--- begin ---
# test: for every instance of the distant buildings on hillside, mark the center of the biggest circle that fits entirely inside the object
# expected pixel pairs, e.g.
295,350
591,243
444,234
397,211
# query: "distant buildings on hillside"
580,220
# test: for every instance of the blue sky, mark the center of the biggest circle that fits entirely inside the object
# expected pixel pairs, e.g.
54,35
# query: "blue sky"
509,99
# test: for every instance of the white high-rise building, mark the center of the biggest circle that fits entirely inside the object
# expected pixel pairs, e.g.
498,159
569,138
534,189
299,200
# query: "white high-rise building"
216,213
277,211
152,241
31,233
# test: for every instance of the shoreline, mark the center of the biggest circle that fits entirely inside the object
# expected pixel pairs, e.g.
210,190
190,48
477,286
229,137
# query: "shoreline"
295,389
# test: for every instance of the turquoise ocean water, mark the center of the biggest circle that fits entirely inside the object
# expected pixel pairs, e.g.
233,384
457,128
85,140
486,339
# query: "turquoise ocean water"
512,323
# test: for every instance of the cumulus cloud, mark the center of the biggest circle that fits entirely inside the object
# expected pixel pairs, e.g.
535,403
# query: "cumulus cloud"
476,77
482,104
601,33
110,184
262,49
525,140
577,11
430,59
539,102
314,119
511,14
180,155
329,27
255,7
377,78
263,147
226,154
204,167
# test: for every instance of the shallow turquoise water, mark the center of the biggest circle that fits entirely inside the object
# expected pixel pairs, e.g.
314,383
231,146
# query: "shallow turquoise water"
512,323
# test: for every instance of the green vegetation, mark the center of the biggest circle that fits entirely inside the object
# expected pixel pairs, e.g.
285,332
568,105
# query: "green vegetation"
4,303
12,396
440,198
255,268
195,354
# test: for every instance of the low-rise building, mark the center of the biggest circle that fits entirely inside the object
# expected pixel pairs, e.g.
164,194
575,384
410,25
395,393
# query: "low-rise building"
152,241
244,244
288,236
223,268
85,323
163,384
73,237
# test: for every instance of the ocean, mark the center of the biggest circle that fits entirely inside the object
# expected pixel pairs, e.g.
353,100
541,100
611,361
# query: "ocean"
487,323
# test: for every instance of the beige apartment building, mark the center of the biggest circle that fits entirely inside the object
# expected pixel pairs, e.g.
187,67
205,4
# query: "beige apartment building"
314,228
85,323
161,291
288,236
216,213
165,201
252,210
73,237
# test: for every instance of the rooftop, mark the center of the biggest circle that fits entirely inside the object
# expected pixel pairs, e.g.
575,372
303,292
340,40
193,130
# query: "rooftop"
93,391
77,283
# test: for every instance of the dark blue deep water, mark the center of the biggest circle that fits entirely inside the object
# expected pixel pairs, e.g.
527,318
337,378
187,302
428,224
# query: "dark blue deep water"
--- end ---
## Written problem:
Copy out the records above without changes, from the line containing "# test: for every instance of the ocean, mark" through the last line of the records.

## Finished exercise:
# test: for every instance of the ocean, mark the center of the biggest circle that fits entirely inside the object
# expected pixel pairs, e.g.
353,100
541,100
611,361
# query: "ocean"
487,323
# test: for every instance of the beige apartment building, mark the center of the biggest circle that fits entirely inside the object
# expected pixel pairs, e.g.
187,67
205,4
# query: "beige apartment building"
314,228
85,323
161,291
288,236
216,213
165,201
252,210
73,237
# test: for every instance of the rooftop, mark the center of the biggest circle that fits entirely inside the object
# expected pixel pairs, e.g.
575,372
303,292
340,40
193,130
# query: "rooftop"
93,391
77,283
# test: for every instance of the dark blue deep water, mark the center of the biggest circle that fits entirely inside the object
# expected pixel pairs, e.g.
527,318
337,378
187,302
428,224
# query: "dark blue deep water"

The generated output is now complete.